# Start of ENTRIES SUPPLIED

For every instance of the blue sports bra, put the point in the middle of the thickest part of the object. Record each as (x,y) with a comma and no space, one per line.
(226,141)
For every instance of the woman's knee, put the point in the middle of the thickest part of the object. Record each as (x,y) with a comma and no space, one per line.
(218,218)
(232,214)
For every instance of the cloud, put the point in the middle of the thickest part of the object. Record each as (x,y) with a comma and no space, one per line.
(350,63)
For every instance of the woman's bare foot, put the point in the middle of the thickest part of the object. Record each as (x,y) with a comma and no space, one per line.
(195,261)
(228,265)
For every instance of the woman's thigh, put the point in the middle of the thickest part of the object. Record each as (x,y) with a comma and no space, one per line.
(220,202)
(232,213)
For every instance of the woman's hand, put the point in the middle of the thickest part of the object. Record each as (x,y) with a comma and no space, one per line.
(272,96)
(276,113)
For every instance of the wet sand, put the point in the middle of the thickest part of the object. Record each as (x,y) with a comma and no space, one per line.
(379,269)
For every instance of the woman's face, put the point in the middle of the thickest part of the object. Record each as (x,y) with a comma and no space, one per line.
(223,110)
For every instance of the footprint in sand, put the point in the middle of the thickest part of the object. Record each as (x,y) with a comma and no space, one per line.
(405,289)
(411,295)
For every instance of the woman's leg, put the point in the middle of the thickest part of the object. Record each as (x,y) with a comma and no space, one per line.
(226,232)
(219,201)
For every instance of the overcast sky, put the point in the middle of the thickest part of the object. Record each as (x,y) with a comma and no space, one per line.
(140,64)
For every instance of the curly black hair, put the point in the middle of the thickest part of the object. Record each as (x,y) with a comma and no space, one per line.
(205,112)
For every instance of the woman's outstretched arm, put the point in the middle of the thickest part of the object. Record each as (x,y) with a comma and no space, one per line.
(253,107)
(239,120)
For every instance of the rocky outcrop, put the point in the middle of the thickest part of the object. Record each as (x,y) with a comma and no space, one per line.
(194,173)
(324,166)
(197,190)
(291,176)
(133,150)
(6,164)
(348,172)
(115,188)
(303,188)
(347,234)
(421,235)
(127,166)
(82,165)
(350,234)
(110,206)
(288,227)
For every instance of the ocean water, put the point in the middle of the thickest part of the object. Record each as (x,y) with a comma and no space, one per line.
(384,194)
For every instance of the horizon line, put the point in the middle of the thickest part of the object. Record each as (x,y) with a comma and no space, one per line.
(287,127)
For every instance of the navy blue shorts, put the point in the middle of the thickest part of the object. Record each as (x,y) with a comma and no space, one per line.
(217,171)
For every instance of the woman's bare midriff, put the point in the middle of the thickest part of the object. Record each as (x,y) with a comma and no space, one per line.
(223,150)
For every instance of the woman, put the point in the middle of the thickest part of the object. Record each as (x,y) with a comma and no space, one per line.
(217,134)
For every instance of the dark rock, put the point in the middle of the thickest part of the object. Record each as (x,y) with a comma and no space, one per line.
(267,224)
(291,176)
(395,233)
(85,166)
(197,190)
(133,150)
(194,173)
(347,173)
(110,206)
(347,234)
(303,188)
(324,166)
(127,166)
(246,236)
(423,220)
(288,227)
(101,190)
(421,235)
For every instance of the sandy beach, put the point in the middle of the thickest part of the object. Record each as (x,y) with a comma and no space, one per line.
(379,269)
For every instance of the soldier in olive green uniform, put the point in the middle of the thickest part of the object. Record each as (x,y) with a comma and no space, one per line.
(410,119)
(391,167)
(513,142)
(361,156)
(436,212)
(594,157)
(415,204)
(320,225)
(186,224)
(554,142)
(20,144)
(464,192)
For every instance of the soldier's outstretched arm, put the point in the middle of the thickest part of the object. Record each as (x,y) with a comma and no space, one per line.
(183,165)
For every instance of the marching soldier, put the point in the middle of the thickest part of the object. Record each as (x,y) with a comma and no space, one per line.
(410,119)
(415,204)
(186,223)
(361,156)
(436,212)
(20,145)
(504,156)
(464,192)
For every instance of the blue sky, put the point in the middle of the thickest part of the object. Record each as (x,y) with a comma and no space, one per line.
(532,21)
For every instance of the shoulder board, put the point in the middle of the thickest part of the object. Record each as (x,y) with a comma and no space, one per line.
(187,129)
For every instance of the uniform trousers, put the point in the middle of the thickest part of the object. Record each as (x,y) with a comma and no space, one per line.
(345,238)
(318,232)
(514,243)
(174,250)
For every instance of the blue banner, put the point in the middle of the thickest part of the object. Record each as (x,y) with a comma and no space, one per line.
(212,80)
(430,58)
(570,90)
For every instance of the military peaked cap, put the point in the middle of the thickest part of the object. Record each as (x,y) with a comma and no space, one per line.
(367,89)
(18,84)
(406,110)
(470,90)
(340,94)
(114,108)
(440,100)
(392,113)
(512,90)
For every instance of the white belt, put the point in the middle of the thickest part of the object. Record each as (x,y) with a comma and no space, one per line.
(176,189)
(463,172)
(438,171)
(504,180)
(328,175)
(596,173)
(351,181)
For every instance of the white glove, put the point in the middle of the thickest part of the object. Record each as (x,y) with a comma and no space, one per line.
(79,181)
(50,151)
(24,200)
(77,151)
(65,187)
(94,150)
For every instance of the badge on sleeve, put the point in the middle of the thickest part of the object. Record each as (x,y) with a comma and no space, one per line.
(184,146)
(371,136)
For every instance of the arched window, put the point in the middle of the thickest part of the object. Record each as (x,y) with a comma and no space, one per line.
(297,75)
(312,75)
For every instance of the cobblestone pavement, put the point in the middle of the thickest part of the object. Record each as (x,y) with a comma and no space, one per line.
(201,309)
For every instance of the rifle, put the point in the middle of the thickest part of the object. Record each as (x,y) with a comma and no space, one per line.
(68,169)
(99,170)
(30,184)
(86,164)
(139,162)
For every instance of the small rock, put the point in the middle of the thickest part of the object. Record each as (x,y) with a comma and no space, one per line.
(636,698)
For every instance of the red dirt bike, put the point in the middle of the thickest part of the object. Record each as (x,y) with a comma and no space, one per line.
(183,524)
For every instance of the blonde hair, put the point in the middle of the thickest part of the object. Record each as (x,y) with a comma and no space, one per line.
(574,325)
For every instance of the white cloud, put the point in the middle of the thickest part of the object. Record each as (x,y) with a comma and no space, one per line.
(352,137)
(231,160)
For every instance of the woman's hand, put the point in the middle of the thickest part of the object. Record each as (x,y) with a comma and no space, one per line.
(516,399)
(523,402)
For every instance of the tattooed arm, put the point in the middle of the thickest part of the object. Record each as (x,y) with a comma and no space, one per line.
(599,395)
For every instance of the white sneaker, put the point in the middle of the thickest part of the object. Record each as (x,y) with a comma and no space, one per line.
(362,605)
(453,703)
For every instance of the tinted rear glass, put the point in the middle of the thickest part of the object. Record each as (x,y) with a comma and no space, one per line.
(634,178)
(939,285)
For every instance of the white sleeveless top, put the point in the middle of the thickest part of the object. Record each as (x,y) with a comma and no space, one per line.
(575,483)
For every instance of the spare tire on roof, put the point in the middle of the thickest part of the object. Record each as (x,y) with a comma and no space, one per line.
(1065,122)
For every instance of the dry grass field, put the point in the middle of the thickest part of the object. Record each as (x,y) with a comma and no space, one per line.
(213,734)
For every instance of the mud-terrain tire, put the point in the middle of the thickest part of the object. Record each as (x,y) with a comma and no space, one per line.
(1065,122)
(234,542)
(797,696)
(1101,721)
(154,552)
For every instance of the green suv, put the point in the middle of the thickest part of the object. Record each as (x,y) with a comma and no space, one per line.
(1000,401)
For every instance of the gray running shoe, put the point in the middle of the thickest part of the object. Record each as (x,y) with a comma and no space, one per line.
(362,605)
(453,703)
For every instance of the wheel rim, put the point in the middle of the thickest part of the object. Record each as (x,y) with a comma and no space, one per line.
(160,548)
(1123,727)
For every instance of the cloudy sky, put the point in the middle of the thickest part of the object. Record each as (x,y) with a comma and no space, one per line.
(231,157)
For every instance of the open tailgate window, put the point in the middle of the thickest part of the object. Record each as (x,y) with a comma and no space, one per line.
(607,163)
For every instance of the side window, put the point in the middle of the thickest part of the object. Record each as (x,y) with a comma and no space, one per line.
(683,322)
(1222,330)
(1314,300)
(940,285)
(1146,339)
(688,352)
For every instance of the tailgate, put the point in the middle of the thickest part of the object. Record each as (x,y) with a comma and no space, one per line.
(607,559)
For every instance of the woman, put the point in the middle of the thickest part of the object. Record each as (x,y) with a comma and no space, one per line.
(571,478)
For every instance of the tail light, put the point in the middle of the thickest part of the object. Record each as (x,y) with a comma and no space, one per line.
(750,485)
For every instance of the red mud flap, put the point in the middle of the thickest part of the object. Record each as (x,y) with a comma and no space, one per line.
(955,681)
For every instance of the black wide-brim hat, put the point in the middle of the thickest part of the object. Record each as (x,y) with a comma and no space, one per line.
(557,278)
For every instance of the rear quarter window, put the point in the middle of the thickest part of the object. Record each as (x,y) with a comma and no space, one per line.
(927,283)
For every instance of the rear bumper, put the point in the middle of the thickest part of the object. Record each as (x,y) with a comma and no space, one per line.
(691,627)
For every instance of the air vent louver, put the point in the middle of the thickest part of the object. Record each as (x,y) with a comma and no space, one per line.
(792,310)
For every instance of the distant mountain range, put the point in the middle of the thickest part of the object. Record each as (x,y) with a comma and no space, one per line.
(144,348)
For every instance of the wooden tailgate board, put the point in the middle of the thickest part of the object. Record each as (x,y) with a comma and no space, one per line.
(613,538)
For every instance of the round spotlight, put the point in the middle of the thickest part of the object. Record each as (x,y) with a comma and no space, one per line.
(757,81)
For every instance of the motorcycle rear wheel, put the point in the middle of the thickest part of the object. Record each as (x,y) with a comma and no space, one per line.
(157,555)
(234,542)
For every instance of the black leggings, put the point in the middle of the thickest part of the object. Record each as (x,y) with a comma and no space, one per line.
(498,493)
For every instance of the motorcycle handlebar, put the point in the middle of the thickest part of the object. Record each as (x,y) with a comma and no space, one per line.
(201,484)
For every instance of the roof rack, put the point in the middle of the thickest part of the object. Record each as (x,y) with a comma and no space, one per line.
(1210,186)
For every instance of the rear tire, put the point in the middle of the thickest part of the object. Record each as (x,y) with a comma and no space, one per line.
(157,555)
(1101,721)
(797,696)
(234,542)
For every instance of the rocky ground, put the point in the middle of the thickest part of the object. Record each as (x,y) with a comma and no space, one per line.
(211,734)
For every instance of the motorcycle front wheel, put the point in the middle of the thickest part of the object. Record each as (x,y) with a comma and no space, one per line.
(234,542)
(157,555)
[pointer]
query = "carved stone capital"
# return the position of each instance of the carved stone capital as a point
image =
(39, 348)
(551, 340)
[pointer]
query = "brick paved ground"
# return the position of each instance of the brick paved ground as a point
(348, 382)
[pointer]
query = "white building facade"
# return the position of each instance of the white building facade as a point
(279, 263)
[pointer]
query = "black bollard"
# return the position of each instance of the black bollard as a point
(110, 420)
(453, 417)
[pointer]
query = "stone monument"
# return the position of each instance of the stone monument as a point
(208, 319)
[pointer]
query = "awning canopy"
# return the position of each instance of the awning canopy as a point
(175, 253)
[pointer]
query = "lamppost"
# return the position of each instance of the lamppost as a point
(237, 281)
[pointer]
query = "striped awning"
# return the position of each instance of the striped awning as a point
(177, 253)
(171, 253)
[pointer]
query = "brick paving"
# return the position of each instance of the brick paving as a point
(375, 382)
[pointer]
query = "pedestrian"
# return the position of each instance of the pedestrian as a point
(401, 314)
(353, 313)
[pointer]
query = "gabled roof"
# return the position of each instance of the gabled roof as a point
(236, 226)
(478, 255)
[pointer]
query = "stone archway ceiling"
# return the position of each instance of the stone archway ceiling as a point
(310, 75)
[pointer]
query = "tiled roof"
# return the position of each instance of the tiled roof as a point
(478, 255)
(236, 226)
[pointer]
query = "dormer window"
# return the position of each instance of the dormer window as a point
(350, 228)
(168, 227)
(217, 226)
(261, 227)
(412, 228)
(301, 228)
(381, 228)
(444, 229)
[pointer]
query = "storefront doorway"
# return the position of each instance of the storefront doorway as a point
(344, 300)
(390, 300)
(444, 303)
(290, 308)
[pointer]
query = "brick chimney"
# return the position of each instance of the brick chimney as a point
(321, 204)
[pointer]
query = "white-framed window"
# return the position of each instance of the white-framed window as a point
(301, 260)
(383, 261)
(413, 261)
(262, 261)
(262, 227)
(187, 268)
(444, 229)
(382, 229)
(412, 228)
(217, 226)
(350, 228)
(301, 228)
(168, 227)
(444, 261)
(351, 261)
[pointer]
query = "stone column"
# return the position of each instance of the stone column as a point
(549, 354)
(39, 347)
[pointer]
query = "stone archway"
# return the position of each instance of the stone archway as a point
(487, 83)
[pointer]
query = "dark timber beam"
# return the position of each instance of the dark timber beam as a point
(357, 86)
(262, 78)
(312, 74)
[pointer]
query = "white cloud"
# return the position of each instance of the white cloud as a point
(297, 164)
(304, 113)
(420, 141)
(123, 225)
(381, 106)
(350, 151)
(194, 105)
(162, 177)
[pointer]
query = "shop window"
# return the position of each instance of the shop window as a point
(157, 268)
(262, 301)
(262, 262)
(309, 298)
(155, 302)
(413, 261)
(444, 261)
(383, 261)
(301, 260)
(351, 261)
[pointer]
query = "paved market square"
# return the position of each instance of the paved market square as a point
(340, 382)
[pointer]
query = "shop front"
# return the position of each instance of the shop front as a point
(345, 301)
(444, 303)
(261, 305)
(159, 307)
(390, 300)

# End of ENTRIES SUPPLIED

• EXERCISE DETAILS: Select every line in the items above that contains the word "building", matching case exactly, and copy each such line.

• WRITTEN RESPONSE:
query = "white building facade"
# return the position of each instance of the white building facade as a point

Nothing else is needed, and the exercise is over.